Labeled-object pointing items:
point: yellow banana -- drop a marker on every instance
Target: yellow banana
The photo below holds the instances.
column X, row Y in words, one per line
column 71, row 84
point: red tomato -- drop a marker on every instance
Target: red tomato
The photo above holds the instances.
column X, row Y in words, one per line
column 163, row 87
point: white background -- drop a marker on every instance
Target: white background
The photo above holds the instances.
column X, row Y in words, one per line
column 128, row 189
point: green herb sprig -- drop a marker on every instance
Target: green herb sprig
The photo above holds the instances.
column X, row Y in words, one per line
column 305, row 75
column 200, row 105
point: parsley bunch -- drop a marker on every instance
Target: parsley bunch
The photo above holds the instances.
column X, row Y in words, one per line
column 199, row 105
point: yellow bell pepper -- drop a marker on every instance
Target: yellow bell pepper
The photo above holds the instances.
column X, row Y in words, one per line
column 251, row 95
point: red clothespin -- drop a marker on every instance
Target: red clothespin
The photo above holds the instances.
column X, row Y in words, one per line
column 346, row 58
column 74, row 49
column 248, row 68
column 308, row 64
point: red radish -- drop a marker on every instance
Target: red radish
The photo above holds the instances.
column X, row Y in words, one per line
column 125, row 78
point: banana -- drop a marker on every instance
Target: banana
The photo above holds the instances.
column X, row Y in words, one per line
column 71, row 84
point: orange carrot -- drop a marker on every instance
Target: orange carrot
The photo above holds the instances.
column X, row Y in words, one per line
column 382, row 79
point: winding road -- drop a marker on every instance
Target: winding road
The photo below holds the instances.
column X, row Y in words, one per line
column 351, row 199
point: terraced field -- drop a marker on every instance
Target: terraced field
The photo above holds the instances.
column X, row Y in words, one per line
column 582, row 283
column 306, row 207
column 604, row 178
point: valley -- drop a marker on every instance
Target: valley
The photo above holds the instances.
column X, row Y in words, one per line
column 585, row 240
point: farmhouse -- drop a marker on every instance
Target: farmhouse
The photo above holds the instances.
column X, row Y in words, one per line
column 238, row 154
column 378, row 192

Work to complete: Reproduce every item above line for line, without changing a single word or character.

Exercise response:
point: yellow banana -- drop a marker on every instance
Target: yellow banana
The photo below holds the instances.
column X, row Y in words, one per line
column 71, row 84
point: red tomato -- drop a marker on every instance
Target: red tomato
The photo above holds the instances.
column X, row Y in words, one per line
column 163, row 87
point: white background -- drop a marker on every instance
Target: white background
The photo above holds the instances.
column X, row Y in words, one per line
column 128, row 189
point: green herb sprig -- drop a marker on every instance
Target: green herb sprig
The photo above holds the instances.
column X, row Y in words, one per line
column 305, row 75
column 200, row 105
point: parsley bunch -- drop a marker on every instance
Target: parsley bunch
The photo above holds the instances.
column X, row Y in words, one per line
column 199, row 105
point: yellow bell pepper -- drop a marker on every instance
Target: yellow bell pepper
The photo above holds the instances.
column X, row Y in words, one per line
column 251, row 95
point: red clothespin -- drop a marker on every instance
Target: red clothespin
The photo above holds the instances.
column X, row Y in words, one per line
column 346, row 58
column 74, row 49
column 248, row 68
column 308, row 64
point: red radish -- drop a marker on every instance
Target: red radish
The photo above holds the instances.
column X, row Y in words, one per line
column 125, row 78
point: banana -- drop a marker on every instance
Target: banana
The photo above holds the instances.
column X, row Y in words, one per line
column 71, row 84
point: orange carrot -- drop a marker on every instance
Target: orange carrot
The photo above holds the instances.
column X, row Y in words, one per line
column 382, row 79
point: winding road -- drop a marker on every instance
Target: winding road
The photo below holds the instances.
column X, row Y in words, one per line
column 351, row 199
point: terraced field -- drop a marker on every instance
Target: terraced field
The photo above holds the instances.
column X, row Y in words, one per line
column 582, row 283
column 306, row 207
column 604, row 178
point: valley -- drop a marker on every instance
Target: valley
The photo above holds the instances.
column X, row Y in words, one per line
column 585, row 240
point: farmhouse -- drop a marker on every instance
Target: farmhouse
The photo above holds the instances.
column X, row Y in words, one per line
column 238, row 154
column 378, row 192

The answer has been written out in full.